*Opdracht 1*
Bewerk in de gegevens hieronder het deel dat begint bij de regel met "above contains child's" en eindigt bij de regel met "503, 252, 525, 267", beide regels inbegrepen. Geef alleen die regels terug, met "sneaker" vervangen door "running shoe" en verder alles ongewijzigd.

*Aangeleverde tekst*
C-395/15 Daouidi

Contentverzamelaar

C-395/15 Daouidi

Prejudiciële hofzaak

Zie bijlage rechts voor de verwijzingsuitspraak
Klik hier voor het volledige dossier van het Hof van Justitie

Termijnen: Motivering departement:   19 oktober 2015
Concept schriftelijke opmerkingen:       03 november 2015
Schriftelijke opmerkingen:                   03 december 2015
Trefwoorden: gelijke behandeling (arbeid/beroep); handvest grondrechten

Onderwerp
- Handvest grondrechten artikel 21 (discriminatieverbod);
- Richtlijn 2000/78/EG van de Raad van 27 november 2000 tot instelling van een algemeen kader voor gelijke behandeling in arbeid en beroep

Verzoeker werkt als keukenhulp bij een restaurant in een vijfsterrenhotel (verweerder) sinds april 2014 op een tijdelijke deeltijdovereenkomst (twintig uur / drie maanden) omdat er toen sprake was van een toename van het werk. Na afloop van de proeftijd van één maand werd de overeenkomst gewijzigd in één voor veertig uur. In juli 2014 is de overeenkomst met negen maanden verlengd. Op 3 oktober 2014 wordt verzoeker door een bedrijfsongeval tijdelijk arbeidsongeschikt (arm in gips). Na twee weken meldt verzoeker bij navraag van zijn werkgever dat hij (voorlopig) nog niet kan komen werken. Werkgever verwacht dat hij het weekend alweer komt werken maar verzoeker meent recht te hebben op voldoende tijd voor herstel. Op 26 november wordt verzoeker wegens dringende redenen ontslagen (hij voldoet niet aan de verwachtingen). Hij vraagt de rechter het ontslag nietig te verklaren wegens strijd met de SPA Gw (recht op lichamelijke integriteit). Verzoeker stelt dat het ontslag als discriminerend moet worden aangemerkt – omdat het volgt op zijn tijdelijke arbeidsongeschiktheid. Verweerder ontkent het uitoefenen van druk op verzoeker en discriminatie, herhaalt alleen maar de reden voor ontslag, de slechte werkprestaties van verzoeker.

*Aangeleverde gegevens*
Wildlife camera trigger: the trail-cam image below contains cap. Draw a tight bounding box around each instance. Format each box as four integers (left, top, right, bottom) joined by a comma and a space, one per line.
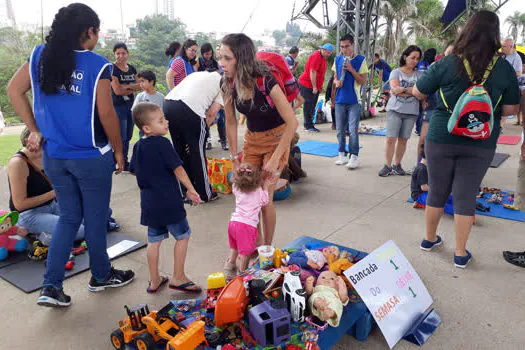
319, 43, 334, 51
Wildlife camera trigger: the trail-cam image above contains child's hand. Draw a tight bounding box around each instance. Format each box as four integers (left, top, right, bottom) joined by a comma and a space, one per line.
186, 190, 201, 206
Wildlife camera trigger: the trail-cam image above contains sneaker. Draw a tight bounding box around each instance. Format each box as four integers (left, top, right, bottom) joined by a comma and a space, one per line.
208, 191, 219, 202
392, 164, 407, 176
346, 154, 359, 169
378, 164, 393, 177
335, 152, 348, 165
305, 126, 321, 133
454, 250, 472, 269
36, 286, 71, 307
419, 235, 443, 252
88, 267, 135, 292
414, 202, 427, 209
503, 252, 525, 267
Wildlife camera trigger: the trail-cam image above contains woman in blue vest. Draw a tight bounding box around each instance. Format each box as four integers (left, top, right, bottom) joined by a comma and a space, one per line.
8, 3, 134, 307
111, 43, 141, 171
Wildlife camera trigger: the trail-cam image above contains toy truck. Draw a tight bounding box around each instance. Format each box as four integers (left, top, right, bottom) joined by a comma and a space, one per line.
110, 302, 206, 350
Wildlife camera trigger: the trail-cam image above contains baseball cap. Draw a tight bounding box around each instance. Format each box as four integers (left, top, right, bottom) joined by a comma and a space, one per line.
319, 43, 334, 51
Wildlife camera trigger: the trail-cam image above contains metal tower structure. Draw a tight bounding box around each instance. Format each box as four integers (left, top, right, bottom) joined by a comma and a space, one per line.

*Opdracht 2*
Sinds wanneer werkt verzoeker volgens de aangeleverde tekst als keukenhulp bij het restaurant?

*Eindantwoord 1*
Wildlife camera trigger: the trail-cam image above contains child's hand. Draw a tight bounding box around each instance. Format each box as four integers (left, top, right, bottom) joined by a comma and a space, one per line.
186, 190, 201, 206
Wildlife camera trigger: the trail-cam image above contains running shoe. Draw a tight bounding box around each instance. Format each box as four integers (left, top, right, bottom) joined by a comma and a space, one per line.
208, 191, 219, 202
392, 164, 407, 176
346, 154, 359, 169
378, 164, 393, 177
335, 152, 348, 165
305, 126, 321, 133
454, 250, 472, 269
36, 286, 71, 307
419, 235, 443, 252
88, 267, 135, 292
414, 202, 427, 209
503, 252, 525, 267

*Eindantwoord 2*
Sinds april 2014.